• [Short task 1] Quote the Firefox bug thread between "(Ah, I just" and "this bug somehow IMHO.", inclusive.

This tabnapper knows how to tell when a tab has gone inactive.

http://www.azarask.in/blog/post/a-new-type-of-phishing-attack/
(In reply to Howard Chu from comment #23)
> (In reply to Richard Neill from comment #18)
> > Part of the root cause is that there is no good way in JS for the site to
> > detect when a tab is inactive (note that window->blur is no use on a
> > multi-screen setup).
> 
> This tabnapper knows how to tell when a tab has gone inactive.
> 
> http://www.azarask.in/blog/post/a-new-type-of-phishing-attack/

(Ah, I just read the source, it just uses onblur and onfocus, which you just said is no use for multi-screen. Still, it's a start.)
One more recent discussion on this subject "Is there a way to identify the busy (CPU-consuming) tab in Firefox?" (http://superuser.com/questions/773976/is-there-a-way-to-identify-the-busy-cpu-consuming-tab-in-firefox)
This is about more than just a "cool feature", the lack of this feature is probably preventing bug reports to be filed : https://bugzilla.mozilla.org/show_bug.cgi?id=515352#c22
It is crucial when working with multiple tabs, without it when you have some extraordinary CPU usage you have to close all tabs and look for trouble one by one.
Don't know exactly how, but https://bugzilla.mozilla.org/show_bug.cgi?id=400120 should be linked to this bug somehow IMHO.
(In reply to alex_mayorga from comment #29)
> Don't know exactly how, but
> https://bugzilla.mozilla.org/show_bug.cgi?id=400120 should be linked to this
> bug somehow IMHO.

This is bug 400120 ...
A big part of this has landed in bug 674779. Bug 1149486 should do the rest.
Depends on: 1149486, 674779
(actually, not all the rest – we'll still need accounting for all the non-JS stuff, e.g. async reflows)
Severity: normal → S3

about:processes (see bug 1628531) covers most of this.

Status: NEW → RESOLVED
Closed: 10 months ago
Resolution: --- → INACTIVE

And who wants to have the information always available within the sidebar could install my PerfChaser extension but note that it contains an experimental API and as such only works in Nightly and DevEdition builds of Firefox.

[Position annotation records]
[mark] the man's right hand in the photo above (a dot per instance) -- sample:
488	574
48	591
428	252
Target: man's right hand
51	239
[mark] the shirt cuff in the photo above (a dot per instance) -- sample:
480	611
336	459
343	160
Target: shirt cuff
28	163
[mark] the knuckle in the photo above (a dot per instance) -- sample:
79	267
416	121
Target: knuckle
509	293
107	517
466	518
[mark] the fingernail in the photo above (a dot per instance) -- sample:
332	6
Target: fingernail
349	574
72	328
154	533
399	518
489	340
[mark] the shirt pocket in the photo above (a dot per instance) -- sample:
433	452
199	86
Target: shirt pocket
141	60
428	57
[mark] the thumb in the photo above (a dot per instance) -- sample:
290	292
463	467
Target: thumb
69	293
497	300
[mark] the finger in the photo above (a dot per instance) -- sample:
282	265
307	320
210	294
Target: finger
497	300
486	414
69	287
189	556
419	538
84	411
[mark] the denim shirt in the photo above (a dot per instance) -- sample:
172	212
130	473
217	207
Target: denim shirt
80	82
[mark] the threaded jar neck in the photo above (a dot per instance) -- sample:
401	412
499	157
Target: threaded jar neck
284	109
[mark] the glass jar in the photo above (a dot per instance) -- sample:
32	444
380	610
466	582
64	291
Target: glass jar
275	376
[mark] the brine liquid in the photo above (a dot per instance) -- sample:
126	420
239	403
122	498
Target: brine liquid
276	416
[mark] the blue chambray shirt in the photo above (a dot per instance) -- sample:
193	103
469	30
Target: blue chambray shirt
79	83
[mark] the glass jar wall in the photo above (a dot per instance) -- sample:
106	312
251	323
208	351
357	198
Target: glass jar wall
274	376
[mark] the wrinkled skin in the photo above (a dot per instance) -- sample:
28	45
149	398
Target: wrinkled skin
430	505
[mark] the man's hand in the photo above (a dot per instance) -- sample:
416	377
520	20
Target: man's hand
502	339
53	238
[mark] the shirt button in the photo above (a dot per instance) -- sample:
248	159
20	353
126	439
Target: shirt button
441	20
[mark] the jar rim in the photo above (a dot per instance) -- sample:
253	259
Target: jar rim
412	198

• [Short task 2] Convert the records, from the line holding "[mark] the jar" through the end of the records, inclusive, into a Markdown table with the columns Row and Line, numbering each row and skipping blank lines.

• [Complete response 1]
(Ah, I just read the source, it just uses onblur and onfocus, which you just said is no use for multi-screen. Still, it's a start.)
One more recent discussion on this subject "Is there a way to identify the busy (CPU-consuming) tab in Firefox?" (http://superuser.com/questions/773976/is-there-a-way-to-identify-the-busy-cpu-consuming-tab-in-firefox)
This is about more than just a "cool feature", the lack of this feature is probably preventing bug reports to be filed : https://bugzilla.mozilla.org/show_bug.cgi?id=515352#c22
It is crucial when working with multiple tabs, without it when you have some extraordinary CPU usage you have to close all tabs and look for trouble one by one.
Don't know exactly how, but https://bugzilla.mozilla.org/show_bug.cgi?id=400120 should be linked to this bug somehow IMHO.

• [Complete response 2]
| Row | Line |
|---|---|
| 1 | [mark] the jar rim in the photo above (a dot per instance) -- sample: |
| 2 | 253	259 |
| 3 | Target: jar rim |
| 4 | 412	198 |